→ SUPPLIED DATA
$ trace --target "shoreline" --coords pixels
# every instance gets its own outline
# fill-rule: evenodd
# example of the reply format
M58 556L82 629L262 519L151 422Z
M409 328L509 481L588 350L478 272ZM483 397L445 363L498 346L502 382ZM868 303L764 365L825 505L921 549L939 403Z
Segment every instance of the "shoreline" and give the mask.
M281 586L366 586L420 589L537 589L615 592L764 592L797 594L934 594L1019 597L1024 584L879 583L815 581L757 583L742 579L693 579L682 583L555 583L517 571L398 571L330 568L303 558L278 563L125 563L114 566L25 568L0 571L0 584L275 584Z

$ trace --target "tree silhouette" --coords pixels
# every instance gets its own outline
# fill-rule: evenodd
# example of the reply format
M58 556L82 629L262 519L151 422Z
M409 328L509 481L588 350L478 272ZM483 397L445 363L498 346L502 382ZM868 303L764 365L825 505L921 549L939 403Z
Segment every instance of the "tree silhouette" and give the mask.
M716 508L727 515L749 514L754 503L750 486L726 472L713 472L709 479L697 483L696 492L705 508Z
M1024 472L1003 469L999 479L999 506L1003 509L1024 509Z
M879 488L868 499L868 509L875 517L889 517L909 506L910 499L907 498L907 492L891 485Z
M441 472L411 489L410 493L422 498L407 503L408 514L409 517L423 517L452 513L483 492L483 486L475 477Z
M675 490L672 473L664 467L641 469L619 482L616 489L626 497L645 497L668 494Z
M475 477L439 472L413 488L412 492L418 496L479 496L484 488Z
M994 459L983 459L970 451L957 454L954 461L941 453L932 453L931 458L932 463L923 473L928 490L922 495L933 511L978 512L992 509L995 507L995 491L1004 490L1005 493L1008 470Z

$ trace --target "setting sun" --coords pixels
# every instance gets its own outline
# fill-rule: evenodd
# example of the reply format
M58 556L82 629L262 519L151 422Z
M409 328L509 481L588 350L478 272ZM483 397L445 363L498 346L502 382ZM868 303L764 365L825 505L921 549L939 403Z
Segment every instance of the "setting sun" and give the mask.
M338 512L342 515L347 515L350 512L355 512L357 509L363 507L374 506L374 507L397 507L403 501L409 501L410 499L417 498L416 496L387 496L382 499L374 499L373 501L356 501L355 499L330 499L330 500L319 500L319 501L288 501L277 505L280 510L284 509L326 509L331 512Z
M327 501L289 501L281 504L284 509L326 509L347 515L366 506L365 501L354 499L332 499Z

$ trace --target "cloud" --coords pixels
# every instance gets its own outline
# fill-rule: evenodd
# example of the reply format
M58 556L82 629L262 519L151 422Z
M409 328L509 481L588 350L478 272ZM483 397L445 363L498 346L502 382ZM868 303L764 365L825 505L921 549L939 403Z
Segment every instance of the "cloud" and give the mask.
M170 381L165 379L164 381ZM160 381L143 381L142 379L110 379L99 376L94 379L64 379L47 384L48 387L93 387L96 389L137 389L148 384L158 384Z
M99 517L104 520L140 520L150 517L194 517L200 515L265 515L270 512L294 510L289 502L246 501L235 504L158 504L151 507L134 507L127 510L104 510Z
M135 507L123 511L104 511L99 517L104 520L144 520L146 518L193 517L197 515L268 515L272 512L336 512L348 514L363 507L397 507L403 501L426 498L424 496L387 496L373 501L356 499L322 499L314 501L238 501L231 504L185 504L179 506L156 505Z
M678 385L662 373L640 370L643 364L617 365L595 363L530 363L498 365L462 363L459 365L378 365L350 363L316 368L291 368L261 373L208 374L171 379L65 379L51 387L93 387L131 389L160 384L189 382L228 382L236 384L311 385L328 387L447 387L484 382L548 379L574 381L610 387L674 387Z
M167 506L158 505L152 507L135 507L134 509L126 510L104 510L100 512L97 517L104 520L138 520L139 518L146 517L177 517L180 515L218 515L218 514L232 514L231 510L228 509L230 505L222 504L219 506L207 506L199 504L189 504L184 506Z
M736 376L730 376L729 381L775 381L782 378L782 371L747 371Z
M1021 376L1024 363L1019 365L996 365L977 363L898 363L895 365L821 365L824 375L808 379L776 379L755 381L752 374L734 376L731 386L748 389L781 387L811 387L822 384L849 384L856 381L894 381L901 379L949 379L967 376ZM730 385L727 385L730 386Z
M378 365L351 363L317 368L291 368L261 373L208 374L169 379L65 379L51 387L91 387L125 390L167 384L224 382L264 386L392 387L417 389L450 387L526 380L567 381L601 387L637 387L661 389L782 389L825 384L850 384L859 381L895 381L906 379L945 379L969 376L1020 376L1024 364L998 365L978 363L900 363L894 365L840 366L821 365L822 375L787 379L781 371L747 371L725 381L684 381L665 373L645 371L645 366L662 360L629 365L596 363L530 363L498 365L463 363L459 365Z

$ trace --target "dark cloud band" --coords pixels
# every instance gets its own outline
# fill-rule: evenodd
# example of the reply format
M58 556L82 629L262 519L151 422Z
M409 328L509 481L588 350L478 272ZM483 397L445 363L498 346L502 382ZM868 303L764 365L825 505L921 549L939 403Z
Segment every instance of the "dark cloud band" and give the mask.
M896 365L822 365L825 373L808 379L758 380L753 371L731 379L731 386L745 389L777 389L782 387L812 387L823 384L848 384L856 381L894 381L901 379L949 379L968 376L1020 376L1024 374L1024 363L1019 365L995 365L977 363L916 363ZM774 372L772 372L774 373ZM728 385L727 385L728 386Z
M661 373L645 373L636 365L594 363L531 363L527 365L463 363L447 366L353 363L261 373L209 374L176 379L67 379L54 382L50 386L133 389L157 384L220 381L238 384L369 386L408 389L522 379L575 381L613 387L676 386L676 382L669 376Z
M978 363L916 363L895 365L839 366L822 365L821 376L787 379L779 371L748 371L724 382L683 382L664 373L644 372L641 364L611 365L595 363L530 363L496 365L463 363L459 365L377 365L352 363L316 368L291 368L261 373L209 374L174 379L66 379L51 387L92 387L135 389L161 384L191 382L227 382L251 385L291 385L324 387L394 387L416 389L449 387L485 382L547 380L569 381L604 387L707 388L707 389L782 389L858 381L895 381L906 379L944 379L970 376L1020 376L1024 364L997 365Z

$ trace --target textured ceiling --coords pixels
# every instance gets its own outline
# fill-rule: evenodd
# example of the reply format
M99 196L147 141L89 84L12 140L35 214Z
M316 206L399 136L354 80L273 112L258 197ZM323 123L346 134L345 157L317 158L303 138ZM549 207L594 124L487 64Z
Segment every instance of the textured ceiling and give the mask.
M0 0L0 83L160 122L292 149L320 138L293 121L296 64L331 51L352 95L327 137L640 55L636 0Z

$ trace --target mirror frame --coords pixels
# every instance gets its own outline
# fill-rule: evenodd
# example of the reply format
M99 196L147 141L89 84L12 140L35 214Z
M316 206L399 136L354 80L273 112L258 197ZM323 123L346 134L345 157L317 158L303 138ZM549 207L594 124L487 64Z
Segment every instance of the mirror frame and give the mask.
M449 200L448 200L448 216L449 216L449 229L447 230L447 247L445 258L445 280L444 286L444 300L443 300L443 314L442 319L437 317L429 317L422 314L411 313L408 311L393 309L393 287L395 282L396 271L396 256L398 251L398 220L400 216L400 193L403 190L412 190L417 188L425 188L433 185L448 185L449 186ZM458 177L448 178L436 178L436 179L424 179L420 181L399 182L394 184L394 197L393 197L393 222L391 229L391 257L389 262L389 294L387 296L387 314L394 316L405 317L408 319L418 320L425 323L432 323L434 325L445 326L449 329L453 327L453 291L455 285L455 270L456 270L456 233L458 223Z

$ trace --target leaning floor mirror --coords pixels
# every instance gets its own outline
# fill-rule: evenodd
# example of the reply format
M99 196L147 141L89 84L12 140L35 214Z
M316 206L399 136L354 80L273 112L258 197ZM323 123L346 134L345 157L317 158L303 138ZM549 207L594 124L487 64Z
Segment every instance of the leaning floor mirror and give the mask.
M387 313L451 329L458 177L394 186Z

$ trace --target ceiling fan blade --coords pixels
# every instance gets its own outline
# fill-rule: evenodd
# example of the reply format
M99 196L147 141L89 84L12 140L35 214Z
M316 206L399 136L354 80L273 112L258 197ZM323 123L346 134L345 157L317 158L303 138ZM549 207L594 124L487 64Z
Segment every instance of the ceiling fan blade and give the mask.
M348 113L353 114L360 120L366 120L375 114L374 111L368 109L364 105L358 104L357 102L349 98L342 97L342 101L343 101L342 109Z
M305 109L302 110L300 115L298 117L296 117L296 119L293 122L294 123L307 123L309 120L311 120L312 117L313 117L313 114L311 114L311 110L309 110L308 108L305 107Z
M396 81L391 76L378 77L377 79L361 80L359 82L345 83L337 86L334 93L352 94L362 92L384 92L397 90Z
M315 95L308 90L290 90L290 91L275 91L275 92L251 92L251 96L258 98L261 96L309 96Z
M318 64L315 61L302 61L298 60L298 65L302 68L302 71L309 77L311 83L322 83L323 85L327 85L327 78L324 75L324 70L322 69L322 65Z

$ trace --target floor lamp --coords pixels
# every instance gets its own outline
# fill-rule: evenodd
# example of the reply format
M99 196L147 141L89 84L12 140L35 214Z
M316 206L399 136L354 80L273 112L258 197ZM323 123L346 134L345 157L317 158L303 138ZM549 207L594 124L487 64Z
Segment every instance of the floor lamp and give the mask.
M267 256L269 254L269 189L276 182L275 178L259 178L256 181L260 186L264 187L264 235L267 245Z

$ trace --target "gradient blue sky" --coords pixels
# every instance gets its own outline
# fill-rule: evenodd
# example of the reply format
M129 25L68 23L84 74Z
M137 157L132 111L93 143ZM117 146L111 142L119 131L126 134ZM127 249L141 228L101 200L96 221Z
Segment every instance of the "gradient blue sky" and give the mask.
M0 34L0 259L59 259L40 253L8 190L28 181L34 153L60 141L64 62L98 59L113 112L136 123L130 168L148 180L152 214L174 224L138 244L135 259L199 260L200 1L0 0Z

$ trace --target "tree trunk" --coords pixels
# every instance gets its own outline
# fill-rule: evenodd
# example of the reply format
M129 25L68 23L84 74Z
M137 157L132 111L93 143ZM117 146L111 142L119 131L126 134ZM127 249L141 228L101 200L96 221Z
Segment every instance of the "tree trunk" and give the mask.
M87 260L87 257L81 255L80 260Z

→ THE TASK
Everything from the line containing "lamp --coords pixels" through the final line above must be copied exactly, with both ends kept.

→ ANSWER TO THE EXERCISE
$ trace --target floor lamp --coords pixels
# every instance gets its own outline
# fill-rule: evenodd
# example of the reply format
M99 196L147 141L89 84L12 140L35 214Z
M316 206L399 136L354 80L273 112L258 197ZM323 123L346 134L345 157L317 158L303 138ZM549 207L594 124L487 64Z
Segment every instance of the floor lamp and give the mask.
M267 256L269 254L269 189L276 182L275 178L259 178L256 181L260 186L264 187L264 235L267 245Z

$ trace --target "gradient blue sky" --coords pixels
# every instance gets its own outline
# fill-rule: evenodd
# example of the reply format
M129 25L68 23L84 74Z
M137 157L132 111L93 143ZM117 146L111 142L119 131L126 134ZM127 249L141 228L101 200L96 221Z
Segment every instance of the "gradient blue sky" and give the mask.
M0 34L0 259L59 259L40 253L8 190L28 181L34 153L60 141L64 62L98 59L113 112L136 123L130 168L148 180L152 214L174 224L138 244L135 259L199 260L200 1L0 0Z

$ trace --target "tree trunk" --coords pixels
# every instance gets its own outline
# fill-rule: evenodd
# example of the reply format
M129 25L68 23L84 74Z
M137 157L132 111L93 143ZM117 146L111 142L119 131L126 134ZM127 249L141 228L101 200L96 221Z
Segment every instance of the "tree trunk" and give the mask.
M87 260L87 257L81 255L80 260Z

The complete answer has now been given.